• [TESTO FORNITO]

———

L’intervista al Vicepremier e Ministro degli Esteri Antonio Tajani, pubblicata su Tuttosport, esplora temi centrali per l’impatto economico e sociale dello sport, evidenziando il suo ruolo nella diplomazia e nella promozione dell’immagine del paese all’estero. Inoltre, sottolinea la necessità di investire nello sport scolastico e di garantire l’autonomia delle federazioni sportive dalla politica, pur riconoscendo il ruolo dello Stato nel supporto infrastrutturale.
Sport e diplomazia: un ponte tra i popoli
Lo sport è un pilastro educativo di inestimabile valore. Insegna valori fondamentali per forgiare il carattere e promuovere una crescita morale solida. L’esperienza sportiva non si limita a plasmare atleti, ma forma persone consapevoli, capaci di affrontare con determinazione le sfide della vita, trasformando vittorie e sconfitte in opportunità di apprendimento. È un veicolo culturale di straordinaria potenza, che supera i confini della competizione per radicarsi nella formazione individuale, arricchendo la storia e l’identità di un’intera nazione.

———

Estratto del dataset:
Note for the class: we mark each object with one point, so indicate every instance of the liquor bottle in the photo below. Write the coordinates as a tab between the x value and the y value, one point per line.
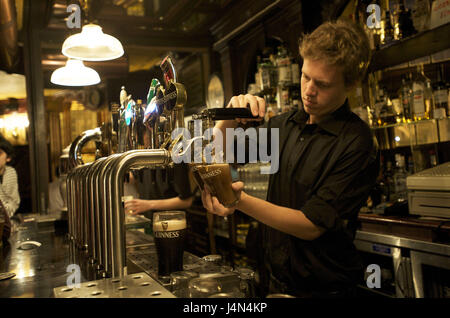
295	98
407	97
410	165
388	29
440	96
433	158
421	15
399	177
387	115
389	186
265	73
283	64
429	100
362	109
405	24
271	108
295	71
418	87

———

• [CONSEGNA A]
Trasforma in un elenco puntato il paragrafo del testo fornito che comincia con «Lo sport è un pilastro educativo», mantenendone i fatti principali.
• [CONSEGNA B]
Secondo il testo fornito, su quale testata è uscita l'intervista ad Antonio Tajani?
Per svolgere il lavoro basta il testo fornito, senza ricorrere al materiale né ad altre fonti.

• [RISULTATO A]
- Lo sport è un pilastro educativo di inestimabile valore.
- Insegna valori fondamentali che forgiano il carattere e favoriscono una crescita morale solida.
- Non forma solo atleti, ma persone consapevoli, capaci di affrontare con determinazione le sfide della vita e di trasformare vittorie e sconfitte in occasioni di apprendimento.
- È un veicolo culturale molto potente, che va oltre la competizione, si radica nella formazione individuale e arricchisce la storia e l'identità di un'intera nazione.

• [RISULTATO B]
Su Tuttosport.